* **THE RECORDS**
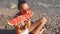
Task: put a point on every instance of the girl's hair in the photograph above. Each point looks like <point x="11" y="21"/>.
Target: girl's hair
<point x="20" y="2"/>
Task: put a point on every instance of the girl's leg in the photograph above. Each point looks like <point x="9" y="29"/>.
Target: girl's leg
<point x="38" y="24"/>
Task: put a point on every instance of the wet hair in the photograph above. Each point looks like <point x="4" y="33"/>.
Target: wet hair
<point x="20" y="2"/>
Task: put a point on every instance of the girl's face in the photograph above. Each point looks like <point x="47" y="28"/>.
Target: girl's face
<point x="24" y="8"/>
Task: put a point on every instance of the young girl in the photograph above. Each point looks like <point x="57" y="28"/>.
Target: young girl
<point x="26" y="27"/>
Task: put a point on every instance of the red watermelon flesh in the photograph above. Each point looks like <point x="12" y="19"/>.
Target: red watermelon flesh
<point x="20" y="18"/>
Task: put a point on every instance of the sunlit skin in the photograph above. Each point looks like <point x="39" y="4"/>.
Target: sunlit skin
<point x="36" y="27"/>
<point x="24" y="8"/>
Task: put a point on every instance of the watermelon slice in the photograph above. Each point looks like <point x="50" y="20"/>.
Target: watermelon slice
<point x="20" y="18"/>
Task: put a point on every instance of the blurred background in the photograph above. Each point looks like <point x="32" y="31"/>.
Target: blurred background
<point x="50" y="9"/>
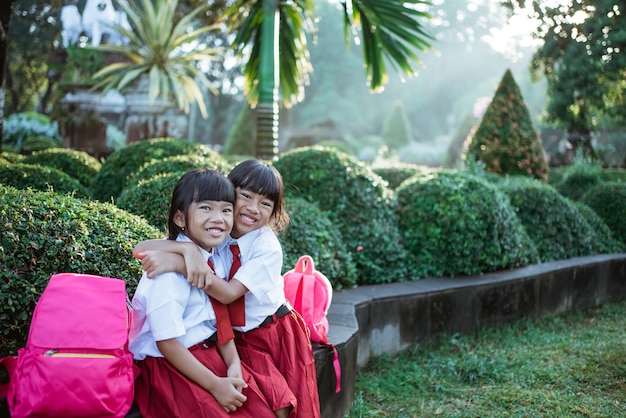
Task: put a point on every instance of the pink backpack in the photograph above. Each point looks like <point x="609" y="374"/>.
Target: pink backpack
<point x="76" y="361"/>
<point x="310" y="293"/>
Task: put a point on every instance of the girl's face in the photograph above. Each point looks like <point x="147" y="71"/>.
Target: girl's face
<point x="252" y="211"/>
<point x="208" y="222"/>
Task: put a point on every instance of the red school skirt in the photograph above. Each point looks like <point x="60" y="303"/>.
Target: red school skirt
<point x="161" y="391"/>
<point x="286" y="340"/>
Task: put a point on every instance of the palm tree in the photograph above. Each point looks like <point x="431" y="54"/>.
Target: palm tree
<point x="162" y="50"/>
<point x="387" y="29"/>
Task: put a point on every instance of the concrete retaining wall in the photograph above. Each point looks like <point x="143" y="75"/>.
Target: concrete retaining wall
<point x="368" y="321"/>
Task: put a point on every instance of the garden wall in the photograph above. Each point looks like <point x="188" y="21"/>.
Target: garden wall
<point x="368" y="321"/>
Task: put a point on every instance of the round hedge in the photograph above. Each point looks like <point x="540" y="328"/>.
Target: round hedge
<point x="77" y="164"/>
<point x="459" y="224"/>
<point x="574" y="185"/>
<point x="150" y="199"/>
<point x="47" y="233"/>
<point x="395" y="175"/>
<point x="310" y="232"/>
<point x="605" y="242"/>
<point x="13" y="157"/>
<point x="24" y="176"/>
<point x="556" y="226"/>
<point x="358" y="202"/>
<point x="119" y="166"/>
<point x="180" y="163"/>
<point x="608" y="200"/>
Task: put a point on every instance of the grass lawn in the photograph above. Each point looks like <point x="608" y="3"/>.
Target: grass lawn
<point x="570" y="365"/>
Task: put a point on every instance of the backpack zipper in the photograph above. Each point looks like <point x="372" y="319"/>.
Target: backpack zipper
<point x="55" y="353"/>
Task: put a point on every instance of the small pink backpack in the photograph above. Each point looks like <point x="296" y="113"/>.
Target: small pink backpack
<point x="76" y="361"/>
<point x="310" y="293"/>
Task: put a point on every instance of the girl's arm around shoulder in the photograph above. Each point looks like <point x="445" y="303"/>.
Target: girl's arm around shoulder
<point x="224" y="389"/>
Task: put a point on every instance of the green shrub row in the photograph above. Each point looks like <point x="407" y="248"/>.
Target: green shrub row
<point x="345" y="215"/>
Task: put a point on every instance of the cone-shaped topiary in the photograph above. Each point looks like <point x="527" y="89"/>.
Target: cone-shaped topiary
<point x="506" y="140"/>
<point x="396" y="130"/>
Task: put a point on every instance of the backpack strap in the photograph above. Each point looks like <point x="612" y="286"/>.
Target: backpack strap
<point x="9" y="363"/>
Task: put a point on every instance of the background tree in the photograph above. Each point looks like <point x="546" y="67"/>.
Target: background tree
<point x="396" y="130"/>
<point x="5" y="18"/>
<point x="582" y="57"/>
<point x="389" y="31"/>
<point x="505" y="140"/>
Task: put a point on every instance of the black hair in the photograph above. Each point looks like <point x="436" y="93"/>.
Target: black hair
<point x="196" y="186"/>
<point x="264" y="179"/>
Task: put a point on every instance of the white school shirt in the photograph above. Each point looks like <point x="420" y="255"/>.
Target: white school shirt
<point x="260" y="271"/>
<point x="166" y="307"/>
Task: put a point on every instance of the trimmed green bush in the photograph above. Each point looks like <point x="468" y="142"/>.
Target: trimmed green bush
<point x="358" y="202"/>
<point x="608" y="200"/>
<point x="38" y="143"/>
<point x="459" y="224"/>
<point x="179" y="163"/>
<point x="150" y="199"/>
<point x="580" y="177"/>
<point x="613" y="175"/>
<point x="13" y="157"/>
<point x="506" y="140"/>
<point x="310" y="232"/>
<point x="47" y="233"/>
<point x="605" y="242"/>
<point x="24" y="176"/>
<point x="77" y="164"/>
<point x="117" y="169"/>
<point x="398" y="172"/>
<point x="556" y="226"/>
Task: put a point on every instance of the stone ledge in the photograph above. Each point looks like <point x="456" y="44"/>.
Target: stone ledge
<point x="368" y="321"/>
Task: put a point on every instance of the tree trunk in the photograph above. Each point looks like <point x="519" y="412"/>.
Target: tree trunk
<point x="267" y="120"/>
<point x="5" y="16"/>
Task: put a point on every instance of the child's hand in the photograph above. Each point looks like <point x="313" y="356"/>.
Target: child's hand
<point x="227" y="394"/>
<point x="158" y="262"/>
<point x="234" y="370"/>
<point x="199" y="273"/>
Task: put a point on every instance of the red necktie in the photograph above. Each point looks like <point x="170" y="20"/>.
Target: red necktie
<point x="237" y="309"/>
<point x="224" y="328"/>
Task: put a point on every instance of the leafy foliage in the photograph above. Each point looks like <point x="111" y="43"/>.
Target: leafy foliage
<point x="358" y="202"/>
<point x="117" y="169"/>
<point x="459" y="224"/>
<point x="46" y="233"/>
<point x="20" y="126"/>
<point x="179" y="163"/>
<point x="150" y="198"/>
<point x="582" y="58"/>
<point x="77" y="164"/>
<point x="159" y="47"/>
<point x="608" y="200"/>
<point x="396" y="173"/>
<point x="28" y="176"/>
<point x="505" y="139"/>
<point x="579" y="177"/>
<point x="311" y="232"/>
<point x="555" y="224"/>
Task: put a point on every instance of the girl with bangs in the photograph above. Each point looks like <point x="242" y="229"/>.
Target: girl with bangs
<point x="268" y="327"/>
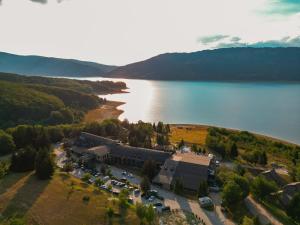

* **WHAT IS NEEDED**
Would you give the data above again word for word, minus the pictures?

* **ANSWER AREA**
Task: put a point on every instance of the girl's hair in the photograph above. Each point looks like <point x="11" y="21"/>.
Target: girl's hair
<point x="20" y="2"/>
Task: put a point on every instance of the girl's leg in the photograph above. Each point looks like <point x="9" y="29"/>.
Target: girl's leg
<point x="38" y="24"/>
Task: put a point on every instance of the wet hair in the photograph above. Each point looks like <point x="4" y="33"/>.
Target: wet hair
<point x="20" y="2"/>
Task: put a point on every instance of the girl's face in the photograph above. Each point looks like <point x="47" y="28"/>.
Target: girl's face
<point x="24" y="8"/>
Task: put a point on every instance of the young girl in the photograph above. Each point looks like <point x="57" y="28"/>.
Target: young girl
<point x="26" y="27"/>
Task: put a point on every instance of the red watermelon flesh in the photograph above. Each point looks like <point x="12" y="19"/>.
Target: red watermelon flesh
<point x="20" y="18"/>
Task: put a point on every instance of the sunlit skin in the photograph above. Each point looks like <point x="39" y="4"/>.
Target: sunlit skin
<point x="36" y="27"/>
<point x="24" y="8"/>
Task: put a point on every instance of the watermelon slice in the photograph above. Each point looks like <point x="50" y="20"/>.
Target: watermelon slice
<point x="20" y="18"/>
Task: put a point on every instance of the blurred background in the photograph above. Each point looks like <point x="32" y="31"/>.
Target: blurred background
<point x="50" y="9"/>
Task: put a point on every instance of the pink backpack in the photograph above. Each point looks like <point x="609" y="374"/>.
Target: pink backpack
<point x="76" y="361"/>
<point x="310" y="293"/>
Task: put a point on every instance of the girl's face in the photograph above. Each point looks like <point x="147" y="71"/>.
Target: girl's face
<point x="252" y="211"/>
<point x="208" y="222"/>
Task: put a point on every instance of the red school skirt in the photograph above. Each point looks like <point x="60" y="303"/>.
Target: red school skirt
<point x="161" y="391"/>
<point x="286" y="340"/>
Task: put a point on every instance of the palm tree in the photograph above. Each point looks like <point x="431" y="54"/>.
Target: palm tree
<point x="162" y="50"/>
<point x="387" y="29"/>
Task: put a point on every instance of the concrete retaining wall in the photograph above. Each point looks like <point x="143" y="75"/>.
Target: concrete retaining wall
<point x="368" y="321"/>
Task: put a point on every instance of the garden wall in the photograph above. Each point looks like <point x="188" y="21"/>.
Target: garden wall
<point x="368" y="321"/>
Task: put a point on every instance of the round hedge in the photograph above. Each point looks like <point x="540" y="328"/>.
Target: round hedge
<point x="77" y="164"/>
<point x="459" y="224"/>
<point x="574" y="185"/>
<point x="150" y="199"/>
<point x="47" y="233"/>
<point x="395" y="175"/>
<point x="310" y="232"/>
<point x="605" y="242"/>
<point x="13" y="157"/>
<point x="24" y="176"/>
<point x="556" y="226"/>
<point x="358" y="202"/>
<point x="119" y="166"/>
<point x="180" y="163"/>
<point x="608" y="200"/>
Task: put a point on every instance of the grass lawn in the photograph above. Each point looks like <point x="608" y="3"/>.
Target: grass lawn
<point x="570" y="365"/>
Task: put a point on every instance of the backpack zipper in the photograph above. Each point looks like <point x="372" y="319"/>.
Target: backpack zipper
<point x="55" y="353"/>
Task: put a point on every instance of the small pink backpack in the photograph above. Each point looks like <point x="296" y="113"/>.
Target: small pink backpack
<point x="76" y="361"/>
<point x="310" y="293"/>
Task: put a point on every instance of the girl's arm around shoulder in the photograph above. Each point looks like <point x="445" y="303"/>.
Target: girl's arm around shoulder
<point x="224" y="389"/>
Task: put a point on every instance of the green shrub row in the photograph above. Each point looks like <point x="407" y="248"/>.
Target: green shrub row
<point x="345" y="215"/>
Task: put a point on every instance of the cone-shaped topiary in the photograph above. Each point looks like <point x="527" y="89"/>.
Target: cone-shaped topiary
<point x="506" y="140"/>
<point x="396" y="130"/>
Task: put a point on every instance of the backpack strap in the photograph above. Each point looks like <point x="612" y="286"/>.
Target: backpack strap
<point x="9" y="363"/>
Task: put a point on every instance of the background tree in the photograph above. Each point looks like <point x="546" y="67"/>.
Target: background tree
<point x="396" y="130"/>
<point x="5" y="18"/>
<point x="582" y="57"/>
<point x="389" y="31"/>
<point x="505" y="140"/>
Task: put a point on every instance of the black hair in the photograph above. Each point looks like <point x="436" y="93"/>.
Target: black hair
<point x="196" y="186"/>
<point x="264" y="179"/>
Task: put a point on every instance of the white school shirt in the photograph above. Each point looks like <point x="420" y="255"/>.
Target: white school shirt
<point x="260" y="271"/>
<point x="166" y="307"/>
Task: put a point on every instance of the trimmed green bush in the photograph above. Each point looks like <point x="468" y="142"/>.
Target: trimmed green bush
<point x="358" y="202"/>
<point x="608" y="200"/>
<point x="38" y="143"/>
<point x="459" y="224"/>
<point x="179" y="163"/>
<point x="150" y="199"/>
<point x="580" y="177"/>
<point x="613" y="175"/>
<point x="13" y="157"/>
<point x="506" y="140"/>
<point x="310" y="232"/>
<point x="47" y="233"/>
<point x="605" y="242"/>
<point x="24" y="176"/>
<point x="77" y="164"/>
<point x="117" y="169"/>
<point x="398" y="172"/>
<point x="556" y="226"/>
Task: put a point on every instance of the stone ledge in the photograph above. Each point looks like <point x="456" y="44"/>.
Target: stone ledge
<point x="368" y="321"/>
Task: put a point on every instance of the tree trunk in the photograph above. Each point looks like <point x="519" y="412"/>.
Target: tree trunk
<point x="267" y="120"/>
<point x="5" y="16"/>
Task: put a point on every instance of the child's hand in the photograph above. Each point looks like <point x="313" y="356"/>.
Target: child's hand
<point x="227" y="394"/>
<point x="158" y="262"/>
<point x="234" y="370"/>
<point x="199" y="273"/>
Task: put a point on every instance of the red necktie in the photograph above. Each point looks like <point x="170" y="20"/>.
Target: red necktie
<point x="237" y="309"/>
<point x="224" y="328"/>
Task: put a point on every instance of the leafy foliage in the photograph above. Each point looks like <point x="111" y="43"/>.
Target: leafy foliage
<point x="358" y="202"/>
<point x="117" y="169"/>
<point x="459" y="224"/>
<point x="46" y="233"/>
<point x="20" y="126"/>
<point x="179" y="163"/>
<point x="150" y="198"/>
<point x="582" y="58"/>
<point x="77" y="164"/>
<point x="159" y="47"/>
<point x="608" y="200"/>
<point x="396" y="173"/>
<point x="28" y="176"/>
<point x="505" y="139"/>
<point x="579" y="177"/>
<point x="311" y="232"/>
<point x="555" y="224"/>
Task: put a point on every instance of the girl with bangs in the photograph above. Each point looks like <point x="242" y="229"/>.
Target: girl with bangs
<point x="268" y="327"/>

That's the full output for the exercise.